- ACTIVITY -
Return all of the entries, keeping every word and mark as it is.

- SOURCE MATERIAL -
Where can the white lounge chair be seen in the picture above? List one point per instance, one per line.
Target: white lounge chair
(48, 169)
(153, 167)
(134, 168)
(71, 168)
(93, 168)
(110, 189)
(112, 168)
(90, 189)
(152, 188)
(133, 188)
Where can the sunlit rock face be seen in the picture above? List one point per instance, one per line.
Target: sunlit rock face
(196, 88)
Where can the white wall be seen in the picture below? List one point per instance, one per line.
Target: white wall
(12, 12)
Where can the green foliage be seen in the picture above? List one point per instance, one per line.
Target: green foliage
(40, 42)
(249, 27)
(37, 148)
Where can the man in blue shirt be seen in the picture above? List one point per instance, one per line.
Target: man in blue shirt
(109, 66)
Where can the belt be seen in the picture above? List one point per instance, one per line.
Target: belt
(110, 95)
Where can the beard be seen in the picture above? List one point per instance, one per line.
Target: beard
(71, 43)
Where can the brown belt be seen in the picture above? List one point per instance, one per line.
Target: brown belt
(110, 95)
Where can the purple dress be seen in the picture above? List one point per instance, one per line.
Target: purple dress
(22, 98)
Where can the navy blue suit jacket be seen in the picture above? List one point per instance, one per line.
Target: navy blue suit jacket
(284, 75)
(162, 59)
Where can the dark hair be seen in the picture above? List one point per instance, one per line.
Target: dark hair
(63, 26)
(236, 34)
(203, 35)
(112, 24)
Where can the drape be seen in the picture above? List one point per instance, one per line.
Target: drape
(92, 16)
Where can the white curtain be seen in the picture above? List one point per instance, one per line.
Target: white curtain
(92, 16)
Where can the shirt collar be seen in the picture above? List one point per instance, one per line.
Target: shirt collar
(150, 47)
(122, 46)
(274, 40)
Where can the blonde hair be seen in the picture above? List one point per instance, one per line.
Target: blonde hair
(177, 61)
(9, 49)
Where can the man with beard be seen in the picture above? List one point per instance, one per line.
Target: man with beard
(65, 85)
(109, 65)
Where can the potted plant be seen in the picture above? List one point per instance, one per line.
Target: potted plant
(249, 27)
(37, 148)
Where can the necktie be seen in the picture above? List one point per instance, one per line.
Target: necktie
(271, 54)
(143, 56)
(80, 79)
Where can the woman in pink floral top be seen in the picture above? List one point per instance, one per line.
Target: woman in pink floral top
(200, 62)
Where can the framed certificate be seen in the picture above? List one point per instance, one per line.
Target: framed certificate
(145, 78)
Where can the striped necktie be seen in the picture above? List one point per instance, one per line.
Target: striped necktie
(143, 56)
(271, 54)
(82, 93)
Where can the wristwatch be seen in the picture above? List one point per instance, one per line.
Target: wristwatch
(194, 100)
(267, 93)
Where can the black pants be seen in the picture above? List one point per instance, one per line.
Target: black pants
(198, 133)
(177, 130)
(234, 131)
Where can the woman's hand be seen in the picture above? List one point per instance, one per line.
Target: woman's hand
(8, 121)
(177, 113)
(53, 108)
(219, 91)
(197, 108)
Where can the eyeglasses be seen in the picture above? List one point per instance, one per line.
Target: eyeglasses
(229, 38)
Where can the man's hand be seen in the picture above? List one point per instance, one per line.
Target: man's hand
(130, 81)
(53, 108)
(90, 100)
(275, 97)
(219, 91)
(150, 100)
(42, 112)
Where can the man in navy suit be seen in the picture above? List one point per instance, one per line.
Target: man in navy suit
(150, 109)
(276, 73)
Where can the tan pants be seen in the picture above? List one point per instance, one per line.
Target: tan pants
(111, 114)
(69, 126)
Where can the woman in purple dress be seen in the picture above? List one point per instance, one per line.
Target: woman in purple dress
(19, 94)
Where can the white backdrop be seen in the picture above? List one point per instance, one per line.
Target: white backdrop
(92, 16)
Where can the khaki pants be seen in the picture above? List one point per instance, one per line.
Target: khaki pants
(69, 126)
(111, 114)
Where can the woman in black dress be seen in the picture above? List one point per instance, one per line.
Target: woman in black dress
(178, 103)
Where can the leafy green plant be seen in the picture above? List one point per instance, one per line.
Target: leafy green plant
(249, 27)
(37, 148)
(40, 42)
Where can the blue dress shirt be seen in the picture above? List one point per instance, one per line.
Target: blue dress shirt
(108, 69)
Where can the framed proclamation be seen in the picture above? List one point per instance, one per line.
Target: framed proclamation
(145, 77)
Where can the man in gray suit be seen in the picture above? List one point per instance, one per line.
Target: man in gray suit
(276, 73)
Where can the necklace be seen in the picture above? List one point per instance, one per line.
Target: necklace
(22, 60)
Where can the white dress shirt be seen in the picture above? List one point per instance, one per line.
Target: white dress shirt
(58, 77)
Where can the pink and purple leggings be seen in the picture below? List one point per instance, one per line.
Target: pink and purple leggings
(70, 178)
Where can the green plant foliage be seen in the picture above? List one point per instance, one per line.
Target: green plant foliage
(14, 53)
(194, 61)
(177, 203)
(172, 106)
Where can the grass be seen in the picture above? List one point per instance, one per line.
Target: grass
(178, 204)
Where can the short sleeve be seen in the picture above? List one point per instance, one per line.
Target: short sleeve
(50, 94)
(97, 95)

- SOLUTION -
Where can the white lounge chair be seen in the picture above? List one point per instance, one per line.
Target: white lounge chair
(48, 169)
(153, 167)
(134, 168)
(71, 168)
(93, 168)
(110, 189)
(112, 168)
(90, 189)
(152, 188)
(133, 188)
Where can the sunlit rock face be seen in the picture above? List one point per instance, one per line.
Target: sunlit rock face
(196, 88)
Where can the white wall be seen in the picture below? List one point per instance, one per line.
Target: white wall
(12, 12)
Where can the green foliage be seen in the picture above? List one point per instance, one per line.
Target: green foliage
(40, 42)
(249, 27)
(37, 148)
Where can the man in blue shirt be seen in the picture above? List one point per instance, one per line.
Target: man in blue shirt
(109, 66)
Where can the belt be seen in the picture above? List one point per instance, one per line.
Target: belt
(110, 95)
Where can the beard be seen in the picture above? List one point per instance, one per line.
Target: beard
(71, 43)
Where can the brown belt be seen in the picture above? List one point per instance, one per line.
Target: brown belt
(110, 95)
Where can the purple dress be seen in the picture above? List one point per instance, one per line.
Target: purple dress
(22, 98)
Where can the navy blue suit jacket be seen in the picture above? List one point per instance, one per line.
Target: navy blue suit jacket
(284, 75)
(162, 59)
Where can the dark hair be seen in the picture above? List one point per instance, one per line.
Target: dark hair
(63, 26)
(236, 34)
(203, 35)
(112, 24)
Where can the drape be seen in the picture above? List one point per instance, one per line.
Target: drape
(92, 16)
Where can the white curtain be seen in the picture above? List one point per instance, one per line.
Target: white curtain
(92, 16)
Where can the shirt collar be seen in the picture above? List one point per instance, one per line.
Target: shirt collar
(150, 47)
(122, 46)
(274, 40)
Where can the blonde hair be seen in the picture above? List one point per instance, one per line.
Target: blonde hair
(177, 61)
(9, 49)
Where can the man with beard be seen in the picture above? List one point per instance, one per line.
Target: man with beard
(65, 85)
(109, 65)
Where can the potted plant be seen in the picture above? List one point per instance, one per line.
Target: potted plant
(249, 27)
(37, 148)
Where can the necktie be seen in the picture above? List one point per instance, one per line.
Target: necktie
(271, 54)
(143, 56)
(80, 79)
Where can the woman in pink floral top be seen in the picture above? List one point per instance, one per line.
Target: woman in pink floral top
(200, 62)
Where can the framed certificate be seen in the picture above? List one point per instance, one per line.
Target: framed certificate
(145, 78)
Where can the striped necktie be seen in the picture above? List one point per instance, one per line.
Target: striped necktie
(143, 56)
(271, 54)
(82, 93)
Where can the wristwatch be seen in the picture above? List one point per instance, one per line.
Target: wristwatch
(194, 100)
(267, 93)
Where can the black pants be seen in the picture above? List one point per instance, one per line.
Target: black pants
(198, 133)
(177, 130)
(234, 131)
Where can the woman's hand be seen in the picture above? List one point per instance, one per line.
Target: woman's hand
(8, 121)
(177, 113)
(53, 108)
(219, 91)
(197, 108)
Where can the eyeglasses be seen in the picture above? List one point per instance, one per line.
Target: eyeglasses
(229, 38)
Where can the man's hand be seen in the picture above? List one point per instance, one per line.
Target: man's hand
(130, 81)
(53, 108)
(90, 100)
(275, 97)
(219, 91)
(150, 100)
(42, 112)
Where can the man in navy suit be seen in the picture above? List one point per instance, one per line.
Target: man in navy suit
(150, 109)
(276, 73)
Where can the tan pants be seen in the picture above? List one point per instance, one per line.
Target: tan pants
(111, 114)
(69, 126)
Where can the woman in purple dress be seen in the picture above? List one point per instance, one per line.
Target: woman in purple dress
(19, 94)
Where can the white backdrop be seen in the picture above? List one point per instance, one per line.
Target: white backdrop
(92, 16)
Where can the khaki pants be seen in the picture above? List one point per instance, one per line.
Target: khaki pants
(69, 126)
(111, 114)
Where can the woman in black dress be seen in the picture above? List one point per instance, one per line.
Target: woman in black dress
(178, 103)
Where can the leafy green plant be seen in the picture above? List one point per instance, one per line.
Target: leafy green plant
(249, 27)
(37, 148)
(40, 42)
Where can the blue dress shirt be seen in the picture above? List one point per instance, one per line.
Target: blue dress shirt
(108, 69)
Where can the framed proclamation be seen in the picture above? List one point per instance, one per line.
Target: framed proclamation
(145, 77)
Where can the man in gray suit be seen in the picture above? List one point per instance, one per line.
Target: man in gray suit
(276, 73)
Where can the necklace be seen in the picture above? List one point per instance, one per line.
Target: necklace
(22, 60)
Where can the white dress shirt be seen in the picture above? List one point per instance, one per line.
Target: white dress shirt
(58, 77)
Where can the pink and purple leggings be seen in the picture below? List one point per instance, one per line.
Target: pink and purple leggings
(70, 178)
Where can the green plant foliage be seen in the picture above? List one point per instance, one per line.
Target: green plant foliage
(14, 53)
(194, 61)
(177, 203)
(172, 106)
Where can the grass be seen in the picture above? List one point per instance, one per line.
Target: grass
(178, 204)
Where can the short sleeve be seen in the picture above? List one point per instance, one per line.
Target: short sleeve
(50, 94)
(97, 95)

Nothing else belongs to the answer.